> **Passage given**:

THE FIRST THING we spot is the steam, drifting in pale swirls off the rocky green mountainside. It’s a heart-lifting sight.

At the foot of the mountain is an open field and a few farmhouses – all visible from our vantage point a kilometre or so away, atop the hill we’ve just crested. Our brows are slick with sweat and thighs burning from another long climb over loose, dusty gravel.

There is something about touring a country by bike that can’t be replicated by any other form of travel. It isn’t ‘doing’ a place, it is truly experiencing it. It’s what marriage is to dating – a shift beyond postcard perfection to an intimacy that will leave an indelible mark for life, for better or worse.

On a bike, there is no escaping to an air-conditioned metal cage that whips the scenery past your window in an indecipherable blur. Instead, the rain, wind and sunshine (often all in one day), the persistent midges and swooping Arctic terns, the curious sheep and horses, the sweet smell of wet crushed mosses underfoot, or the fug of a nearby sulphur spring – these are experienced not for the 15 minutes occasionally spent at a crowded lookout, but constantly, for weeks on end.

Iceland bike tour

(Image: Paul Chilton)

With a whoop of excitement, we sit back on our saddles and roll down that day’s last hill to the evening’s campsite destination – picked out on the map for that most promising of symbols, the one representing a hot spring. For if there is one thing this geologically fledgling country has no shortage of, it is hot water – boiling up from deep down within the earth.

It is the ultimate salve at the end of a long day on a bike.

On your bike

A couple of months earlier, my husband Paul and I had quit our office jobs in Sydney and booked a five-week, independent bicycle tour around Iceland – as a kind of adventure stopover on our way to live in England.

Having never bicycle toured before, the idea of spending five weeks riding and camping around this subarctic island nation with exotic, unpronounceable names still seemed far-fetched – even as we handed over credit cards to pay for our touring bikes, and mooned over online images of the country’s famously dramatic landscape.

Yet here we were, pitching our tent on a farm in Iceland’s remote Westfjords region which, on a map, splays out like fingers to the northwest.

Iceland bike tour

(Image: Gemma Chilton)

Sliding our tent pegs into the rich, spongy soil, carpeted with fragrant mosses and shrubs of edible, deep purple crowberries, we felt miniature before the immense scenery that surrounded us – waterfalls rushing down misty green mountainsides, cutting out abstract ice formations and running into long, narrow ocean inlets, carved out by ancient glacial erosion.

About a week earlier we had awoken in our rental accommodation in the capital city, Reykjavík – still jetlagged – at 4:30am, the midsummer sun already high in the sky and the air outside crisp and calm. Perfect.

> **Information given**:
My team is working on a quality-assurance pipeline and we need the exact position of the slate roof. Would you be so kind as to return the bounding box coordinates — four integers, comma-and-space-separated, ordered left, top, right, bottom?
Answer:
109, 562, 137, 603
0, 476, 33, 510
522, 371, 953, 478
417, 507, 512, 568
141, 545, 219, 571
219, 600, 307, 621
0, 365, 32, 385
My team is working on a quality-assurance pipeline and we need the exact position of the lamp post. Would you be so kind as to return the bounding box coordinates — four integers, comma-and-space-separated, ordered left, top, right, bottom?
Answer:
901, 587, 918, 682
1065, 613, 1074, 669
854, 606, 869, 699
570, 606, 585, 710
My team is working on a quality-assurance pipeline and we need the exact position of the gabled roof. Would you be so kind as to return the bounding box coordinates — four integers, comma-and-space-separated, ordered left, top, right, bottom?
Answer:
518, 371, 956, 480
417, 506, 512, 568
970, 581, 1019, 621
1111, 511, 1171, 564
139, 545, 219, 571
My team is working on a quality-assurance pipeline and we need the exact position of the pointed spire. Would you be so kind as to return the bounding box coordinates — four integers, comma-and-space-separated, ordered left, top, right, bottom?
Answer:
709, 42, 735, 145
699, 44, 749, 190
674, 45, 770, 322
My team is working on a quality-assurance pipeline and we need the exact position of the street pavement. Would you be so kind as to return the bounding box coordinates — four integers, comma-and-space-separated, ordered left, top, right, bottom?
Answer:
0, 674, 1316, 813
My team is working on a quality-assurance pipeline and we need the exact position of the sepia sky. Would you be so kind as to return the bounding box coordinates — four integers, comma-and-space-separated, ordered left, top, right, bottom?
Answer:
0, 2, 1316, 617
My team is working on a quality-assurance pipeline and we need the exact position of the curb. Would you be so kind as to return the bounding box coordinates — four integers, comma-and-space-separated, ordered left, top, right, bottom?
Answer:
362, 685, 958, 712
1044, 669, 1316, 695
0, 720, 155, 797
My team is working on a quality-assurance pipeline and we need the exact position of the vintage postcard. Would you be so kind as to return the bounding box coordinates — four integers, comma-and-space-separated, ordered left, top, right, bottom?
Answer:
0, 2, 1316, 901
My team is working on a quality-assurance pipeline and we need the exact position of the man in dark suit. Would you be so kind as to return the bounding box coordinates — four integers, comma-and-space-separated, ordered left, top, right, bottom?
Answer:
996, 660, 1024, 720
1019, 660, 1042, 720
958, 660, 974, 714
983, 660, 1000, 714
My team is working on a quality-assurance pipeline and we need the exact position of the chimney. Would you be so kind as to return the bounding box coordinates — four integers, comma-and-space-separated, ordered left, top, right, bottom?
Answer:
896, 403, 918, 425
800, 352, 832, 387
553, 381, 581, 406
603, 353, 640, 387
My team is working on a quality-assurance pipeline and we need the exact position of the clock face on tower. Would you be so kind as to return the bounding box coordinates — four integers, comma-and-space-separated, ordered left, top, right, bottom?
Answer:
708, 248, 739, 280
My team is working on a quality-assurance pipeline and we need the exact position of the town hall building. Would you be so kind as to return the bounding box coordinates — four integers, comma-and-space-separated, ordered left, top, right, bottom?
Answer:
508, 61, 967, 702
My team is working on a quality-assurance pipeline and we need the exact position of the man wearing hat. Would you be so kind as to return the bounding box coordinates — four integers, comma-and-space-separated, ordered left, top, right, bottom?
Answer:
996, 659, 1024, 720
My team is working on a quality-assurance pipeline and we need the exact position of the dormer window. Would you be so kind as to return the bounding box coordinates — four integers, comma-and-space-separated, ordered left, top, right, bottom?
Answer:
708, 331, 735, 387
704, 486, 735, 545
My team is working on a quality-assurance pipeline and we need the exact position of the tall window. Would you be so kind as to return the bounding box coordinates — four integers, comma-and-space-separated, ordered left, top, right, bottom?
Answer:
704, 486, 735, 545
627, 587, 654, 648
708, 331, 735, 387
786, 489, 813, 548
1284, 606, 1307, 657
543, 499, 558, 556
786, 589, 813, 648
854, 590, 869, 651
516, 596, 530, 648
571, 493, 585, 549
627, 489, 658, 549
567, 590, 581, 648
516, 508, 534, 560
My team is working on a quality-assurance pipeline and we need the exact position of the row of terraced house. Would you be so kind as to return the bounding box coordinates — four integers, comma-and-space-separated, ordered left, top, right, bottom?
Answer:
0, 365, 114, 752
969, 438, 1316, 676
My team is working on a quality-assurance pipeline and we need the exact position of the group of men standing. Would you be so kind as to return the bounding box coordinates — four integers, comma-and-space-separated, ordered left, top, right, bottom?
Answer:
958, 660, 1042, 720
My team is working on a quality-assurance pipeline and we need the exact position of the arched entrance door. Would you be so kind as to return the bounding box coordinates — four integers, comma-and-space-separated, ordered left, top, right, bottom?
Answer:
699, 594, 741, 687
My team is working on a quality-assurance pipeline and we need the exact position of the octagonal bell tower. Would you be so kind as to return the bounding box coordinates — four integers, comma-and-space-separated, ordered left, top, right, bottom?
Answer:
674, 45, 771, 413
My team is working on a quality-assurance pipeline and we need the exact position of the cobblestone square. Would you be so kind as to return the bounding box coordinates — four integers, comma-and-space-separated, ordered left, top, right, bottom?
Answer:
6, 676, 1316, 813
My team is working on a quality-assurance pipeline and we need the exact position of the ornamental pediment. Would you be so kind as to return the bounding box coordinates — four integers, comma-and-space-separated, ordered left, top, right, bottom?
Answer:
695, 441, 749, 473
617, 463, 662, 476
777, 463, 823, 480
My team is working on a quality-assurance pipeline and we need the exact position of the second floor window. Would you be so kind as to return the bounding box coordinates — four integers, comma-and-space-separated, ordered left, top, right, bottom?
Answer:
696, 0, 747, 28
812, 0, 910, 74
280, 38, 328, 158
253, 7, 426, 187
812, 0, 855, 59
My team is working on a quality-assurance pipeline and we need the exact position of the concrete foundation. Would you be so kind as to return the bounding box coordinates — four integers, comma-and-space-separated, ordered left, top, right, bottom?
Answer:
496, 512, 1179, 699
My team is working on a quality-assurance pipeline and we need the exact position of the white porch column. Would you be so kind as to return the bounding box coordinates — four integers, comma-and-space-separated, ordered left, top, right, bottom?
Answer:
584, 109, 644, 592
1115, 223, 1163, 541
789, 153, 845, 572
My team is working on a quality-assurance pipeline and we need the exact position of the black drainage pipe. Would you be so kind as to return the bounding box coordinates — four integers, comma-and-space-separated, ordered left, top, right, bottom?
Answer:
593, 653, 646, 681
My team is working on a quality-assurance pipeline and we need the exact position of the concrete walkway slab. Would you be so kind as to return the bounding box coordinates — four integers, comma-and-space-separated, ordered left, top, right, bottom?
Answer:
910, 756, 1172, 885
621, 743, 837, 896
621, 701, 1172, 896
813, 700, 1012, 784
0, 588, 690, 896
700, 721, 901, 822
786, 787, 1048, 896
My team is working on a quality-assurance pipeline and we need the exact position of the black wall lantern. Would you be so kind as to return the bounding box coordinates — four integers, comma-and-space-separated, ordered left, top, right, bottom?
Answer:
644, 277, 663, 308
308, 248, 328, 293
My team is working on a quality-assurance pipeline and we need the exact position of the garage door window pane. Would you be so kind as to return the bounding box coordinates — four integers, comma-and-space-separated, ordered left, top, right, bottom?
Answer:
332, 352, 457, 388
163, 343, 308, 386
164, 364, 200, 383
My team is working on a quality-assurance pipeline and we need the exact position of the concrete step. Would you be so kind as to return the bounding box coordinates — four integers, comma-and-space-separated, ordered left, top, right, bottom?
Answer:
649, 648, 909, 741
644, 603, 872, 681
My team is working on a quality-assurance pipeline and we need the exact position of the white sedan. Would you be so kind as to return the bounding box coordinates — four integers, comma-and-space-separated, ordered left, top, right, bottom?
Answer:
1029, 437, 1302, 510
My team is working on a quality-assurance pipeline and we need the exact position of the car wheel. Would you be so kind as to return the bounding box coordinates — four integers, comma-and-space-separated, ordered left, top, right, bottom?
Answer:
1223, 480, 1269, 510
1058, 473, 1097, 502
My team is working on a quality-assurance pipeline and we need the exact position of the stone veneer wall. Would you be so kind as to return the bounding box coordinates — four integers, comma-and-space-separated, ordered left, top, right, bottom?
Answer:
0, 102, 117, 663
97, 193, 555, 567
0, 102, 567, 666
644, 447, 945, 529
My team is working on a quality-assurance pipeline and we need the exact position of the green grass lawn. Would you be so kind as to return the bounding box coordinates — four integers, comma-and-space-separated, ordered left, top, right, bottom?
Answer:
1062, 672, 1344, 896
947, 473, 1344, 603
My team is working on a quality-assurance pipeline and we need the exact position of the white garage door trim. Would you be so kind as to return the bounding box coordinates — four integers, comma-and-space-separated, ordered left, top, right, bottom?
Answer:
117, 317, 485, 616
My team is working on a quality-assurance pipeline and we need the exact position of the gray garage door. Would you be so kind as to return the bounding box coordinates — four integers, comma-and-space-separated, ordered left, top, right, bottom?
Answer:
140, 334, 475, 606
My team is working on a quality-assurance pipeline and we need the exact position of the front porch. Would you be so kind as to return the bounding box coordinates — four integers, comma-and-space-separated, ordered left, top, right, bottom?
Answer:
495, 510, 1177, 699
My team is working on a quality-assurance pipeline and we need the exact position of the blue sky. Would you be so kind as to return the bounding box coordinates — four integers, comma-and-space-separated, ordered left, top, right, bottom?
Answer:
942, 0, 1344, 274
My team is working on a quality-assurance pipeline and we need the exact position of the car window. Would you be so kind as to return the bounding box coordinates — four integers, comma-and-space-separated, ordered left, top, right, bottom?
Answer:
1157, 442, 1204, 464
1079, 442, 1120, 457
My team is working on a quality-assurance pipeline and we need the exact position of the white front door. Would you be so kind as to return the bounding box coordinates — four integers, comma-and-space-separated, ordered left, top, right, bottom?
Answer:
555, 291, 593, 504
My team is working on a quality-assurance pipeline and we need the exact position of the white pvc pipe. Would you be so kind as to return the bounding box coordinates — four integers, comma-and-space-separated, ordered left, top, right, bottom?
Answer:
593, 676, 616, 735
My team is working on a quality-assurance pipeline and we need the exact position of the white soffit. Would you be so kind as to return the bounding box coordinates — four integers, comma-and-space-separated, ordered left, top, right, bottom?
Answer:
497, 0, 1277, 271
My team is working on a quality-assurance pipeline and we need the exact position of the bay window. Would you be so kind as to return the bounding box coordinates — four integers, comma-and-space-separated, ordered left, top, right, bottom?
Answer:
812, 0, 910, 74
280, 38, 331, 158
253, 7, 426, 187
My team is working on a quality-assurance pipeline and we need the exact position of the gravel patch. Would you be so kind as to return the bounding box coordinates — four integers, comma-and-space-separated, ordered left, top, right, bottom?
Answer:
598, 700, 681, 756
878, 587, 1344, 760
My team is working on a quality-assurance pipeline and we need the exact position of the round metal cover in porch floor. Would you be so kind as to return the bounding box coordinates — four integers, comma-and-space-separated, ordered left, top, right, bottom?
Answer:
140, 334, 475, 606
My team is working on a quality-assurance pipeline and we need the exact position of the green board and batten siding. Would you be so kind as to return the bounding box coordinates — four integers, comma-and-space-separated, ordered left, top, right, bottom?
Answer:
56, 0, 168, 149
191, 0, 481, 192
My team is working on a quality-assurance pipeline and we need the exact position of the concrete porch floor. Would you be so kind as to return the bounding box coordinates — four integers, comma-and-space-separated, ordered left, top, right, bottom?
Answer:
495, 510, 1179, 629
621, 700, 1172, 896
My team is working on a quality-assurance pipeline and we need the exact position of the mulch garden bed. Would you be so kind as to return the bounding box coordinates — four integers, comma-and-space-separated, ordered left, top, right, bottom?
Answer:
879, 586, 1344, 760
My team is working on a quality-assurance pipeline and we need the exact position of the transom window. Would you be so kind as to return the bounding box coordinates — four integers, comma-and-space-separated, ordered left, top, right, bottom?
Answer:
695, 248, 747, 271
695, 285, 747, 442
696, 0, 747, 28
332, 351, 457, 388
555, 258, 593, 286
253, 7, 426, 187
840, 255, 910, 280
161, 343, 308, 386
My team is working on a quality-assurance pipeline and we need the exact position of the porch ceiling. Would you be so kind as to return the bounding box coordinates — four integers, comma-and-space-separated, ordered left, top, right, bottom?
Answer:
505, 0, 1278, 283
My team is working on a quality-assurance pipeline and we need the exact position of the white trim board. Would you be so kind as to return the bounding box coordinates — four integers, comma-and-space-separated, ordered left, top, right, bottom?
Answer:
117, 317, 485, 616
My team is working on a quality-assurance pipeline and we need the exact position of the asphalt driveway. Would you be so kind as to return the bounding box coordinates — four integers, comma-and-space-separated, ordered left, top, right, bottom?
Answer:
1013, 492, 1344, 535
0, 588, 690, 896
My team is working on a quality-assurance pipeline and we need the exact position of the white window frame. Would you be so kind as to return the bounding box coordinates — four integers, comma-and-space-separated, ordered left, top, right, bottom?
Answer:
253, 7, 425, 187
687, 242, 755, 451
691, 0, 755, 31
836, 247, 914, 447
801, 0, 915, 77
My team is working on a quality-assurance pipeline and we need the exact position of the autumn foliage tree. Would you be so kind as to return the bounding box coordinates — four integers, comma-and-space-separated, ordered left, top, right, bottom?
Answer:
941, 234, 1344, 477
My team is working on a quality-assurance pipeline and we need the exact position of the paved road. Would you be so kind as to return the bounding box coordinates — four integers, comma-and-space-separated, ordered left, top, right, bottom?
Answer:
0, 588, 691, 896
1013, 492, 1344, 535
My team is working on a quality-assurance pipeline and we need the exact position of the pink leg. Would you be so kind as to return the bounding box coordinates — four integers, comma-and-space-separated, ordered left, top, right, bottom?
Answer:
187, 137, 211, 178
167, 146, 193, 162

> **The exercise**:
Continue the Iceland bike-tour narrative above from the point where it ends, keeping the same first-person voice.

> **Output**:
Having nervously wobbled our way around a city car park the previous day – testing our ungainly bikes loaded with a combined total of 60kg – we were already comfortable riding with the extra weight by the time the traffic lights and suburbs of a still-sleeping Reykjavík gave way to wide-open farmland the following day.

That first day in Iceland alone took us over long, straight, flat roads, through open countryside dotted with volcanic rock formations, then into a narrow, protected mountain range, wheezing up and sailing down 15-degree inclines, before being spat out again at the southern end of Iceland’s biggest lakes, the clear blue 84km2 expanse of Thingvallavatn.

With the first hard-earned 70km under our belt, we drifted off to sleep in our tent that evening (in full daylight) saddle sore, but giddy with excitement and anticipation – having had our first tantalising taste of what the next five weeks might have in store.

Iceland bike tour

(Image: Gemma Chilton)

Fire and ice

Iceland is a 130,000 square kilometre island nation (slightly bigger than Tasmania), perched between the North Atlantic and Arctic oceans. It has a relatively sparse population of around 320,000 – 80 per cent of which resides in Reykjavík, which also claims the title of northernmost capital city in the world.

In 2010, Iceland made its way into popular consciousness when Eyjafjallajökull erupted, spewing a plume of ash into the atmosphere and grinding international air traffic to a halt. However, while red-faced journalists stumbled over the volcano’s notoriously unpronounceable Icelandic name, life no doubt went on more or less as usual for the locals, for whom volcanic activity is nothing particularly novel.

While many visitors to Iceland do so only briefly – usually for a bus tour during a stopover between Europe and the USA – cycle touring is becoming increasingly popular. This is in part because the most common route, the main Ring Road – being mostly sealed and circumnavigating the country at a distance of 1332km – makes it easy to claim having ridden ‘around’ the whole country in a reasonably achievable timeframe, say two to three weeks.

Iceland bike tour

(Image: Paul Chilton)

Our plans, however, quickly evolved to avoid the busy Ring Road and find alternative, quieter (and therefore often longer and slower) routes whenever feasible. These ‘side trips’ included riding part of the aforementioned Westfjords and also around Snæfellsnes peninsula.

Other than that, our generous five-week itinerary could have been summed up as ‘in a clockwise direction’ – the rest would be nutted out over unwieldy paper maps inside our little tent or in a cosy village kaffihús (coffee house).

Winds of change

Forget raising a licked finger – we could tell the direction of the wind by the unbroken sheets of rain lifting off the road ahead of us.

Free-wheeling in top gear, I had to suppress the strange urge to use the brakes to slow down – considering we were travelling on a flat, straight, sealed road. The trip computer was showing speeds of up to 50km/h, and we were averaging about 30km/h.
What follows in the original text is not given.